=== WORK TASK ===
Copy the entries exactly. Leave nothing out and add nothing.

=== DATA FOR THIS TASK ===
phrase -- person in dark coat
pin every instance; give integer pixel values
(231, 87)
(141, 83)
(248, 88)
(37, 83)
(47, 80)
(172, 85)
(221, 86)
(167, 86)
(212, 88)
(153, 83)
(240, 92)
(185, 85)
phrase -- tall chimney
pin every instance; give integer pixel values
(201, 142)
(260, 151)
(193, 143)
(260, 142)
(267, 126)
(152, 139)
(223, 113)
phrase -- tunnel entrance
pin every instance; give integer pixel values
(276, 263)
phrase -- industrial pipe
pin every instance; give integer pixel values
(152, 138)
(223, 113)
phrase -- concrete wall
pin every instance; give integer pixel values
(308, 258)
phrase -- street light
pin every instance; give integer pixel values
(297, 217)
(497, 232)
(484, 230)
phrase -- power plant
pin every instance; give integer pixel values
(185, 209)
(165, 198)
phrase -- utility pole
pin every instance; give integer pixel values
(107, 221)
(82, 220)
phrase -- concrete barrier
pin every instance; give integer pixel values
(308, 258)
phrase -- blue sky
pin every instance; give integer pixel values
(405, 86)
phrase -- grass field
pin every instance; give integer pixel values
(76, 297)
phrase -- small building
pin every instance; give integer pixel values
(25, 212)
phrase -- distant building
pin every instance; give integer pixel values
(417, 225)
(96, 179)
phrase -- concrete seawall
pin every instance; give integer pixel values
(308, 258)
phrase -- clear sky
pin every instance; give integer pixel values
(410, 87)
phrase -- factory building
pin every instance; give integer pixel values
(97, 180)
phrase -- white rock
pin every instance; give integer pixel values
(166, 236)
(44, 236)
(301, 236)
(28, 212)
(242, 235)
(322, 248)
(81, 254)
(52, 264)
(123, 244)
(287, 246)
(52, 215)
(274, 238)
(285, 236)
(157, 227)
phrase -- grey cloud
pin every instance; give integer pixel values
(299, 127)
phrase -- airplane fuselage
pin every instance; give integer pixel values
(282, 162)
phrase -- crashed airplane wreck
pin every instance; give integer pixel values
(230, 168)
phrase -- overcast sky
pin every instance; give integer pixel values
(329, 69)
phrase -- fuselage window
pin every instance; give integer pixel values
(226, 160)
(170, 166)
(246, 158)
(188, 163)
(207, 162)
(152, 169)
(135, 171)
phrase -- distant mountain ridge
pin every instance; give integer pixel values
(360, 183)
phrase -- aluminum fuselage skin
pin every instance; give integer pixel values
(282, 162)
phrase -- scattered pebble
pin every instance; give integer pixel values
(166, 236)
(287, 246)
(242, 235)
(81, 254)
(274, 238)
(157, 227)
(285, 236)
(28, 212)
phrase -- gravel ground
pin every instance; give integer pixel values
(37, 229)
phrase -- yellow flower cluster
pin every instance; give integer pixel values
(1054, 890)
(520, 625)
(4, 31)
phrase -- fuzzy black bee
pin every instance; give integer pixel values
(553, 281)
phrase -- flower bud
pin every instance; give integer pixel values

=== EXPECTED ANSWER ===
phrase -- person in dark coat
pin every instance; give integer pixel values
(231, 87)
(141, 83)
(248, 88)
(37, 83)
(47, 80)
(172, 85)
(221, 86)
(167, 86)
(212, 88)
(153, 83)
(240, 92)
(185, 85)
phrase -- tall chimney
pin every instance; give integer pixel values
(201, 142)
(260, 151)
(193, 143)
(260, 142)
(267, 126)
(152, 139)
(223, 113)
phrase -- tunnel entrance
pin every instance; give integer pixel values
(276, 263)
phrase -- industrial pipe
pin every instance; give integer pixel values
(152, 138)
(223, 113)
phrase -- concrete wall
pin every instance; give integer pixel values
(308, 258)
phrase -- street light
pin every instance; give integer pixel values
(297, 217)
(497, 232)
(484, 230)
phrase -- power plant
pin every instance; give integer pixel values
(185, 209)
(165, 198)
phrase -- utility pole
pin every instance; give integer pixel values
(107, 221)
(82, 220)
phrase -- concrete barrier
pin every instance; give integer pixel values
(308, 258)
phrase -- blue sky
pin every instance; give integer pixel values
(405, 86)
phrase -- grass field
pin every instance; give integer pixel values
(76, 297)
phrase -- small building
pin every instance; give integer pixel values
(25, 212)
phrase -- distant building
pin every instance; give integer pixel values
(417, 225)
(96, 179)
phrase -- concrete seawall
pin every instance; give integer pixel values
(308, 258)
phrase -- clear sky
pin every instance; give integer pixel values
(410, 87)
phrase -- factory building
pin every instance; give integer pixel values
(97, 180)
phrase -- white rock
pin every instance; give integer pixel values
(166, 236)
(44, 236)
(301, 236)
(28, 212)
(242, 235)
(322, 248)
(81, 254)
(52, 264)
(123, 244)
(287, 246)
(52, 215)
(274, 238)
(285, 236)
(157, 227)
phrase -- grey cloud
pin every instance; give integer pixel values
(299, 127)
phrase -- airplane fuselage
pin every instance; give integer pixel values
(282, 162)
phrase -- crashed airplane wreck
pin every instance; give integer pixel values
(230, 168)
phrase -- overcast sky
pin every instance; give integer pixel values
(329, 69)
phrase -- fuselage window
pin every instance; give integer pixel values
(226, 160)
(170, 166)
(246, 158)
(188, 163)
(207, 162)
(152, 169)
(135, 171)
phrase -- distant mountain ridge
pin every instance; give integer pixel values
(360, 183)
phrase -- aluminum fuselage skin
pin every instance; give integer pixel values
(282, 162)
phrase -- scattered pebble
pin every instance; give integer pixel values
(166, 236)
(287, 246)
(242, 235)
(81, 254)
(274, 238)
(157, 227)
(285, 236)
(28, 212)
phrase -- gravel ground
pin every instance; give integer pixel values
(37, 229)
phrase -- yellow flower cluster
pin every instance; give integer pixel values
(1054, 890)
(520, 625)
(4, 31)
phrase -- fuzzy black bee
pin every instance; give integer pixel values
(553, 281)
phrase -- flower bud
pin every instance; give integer pixel values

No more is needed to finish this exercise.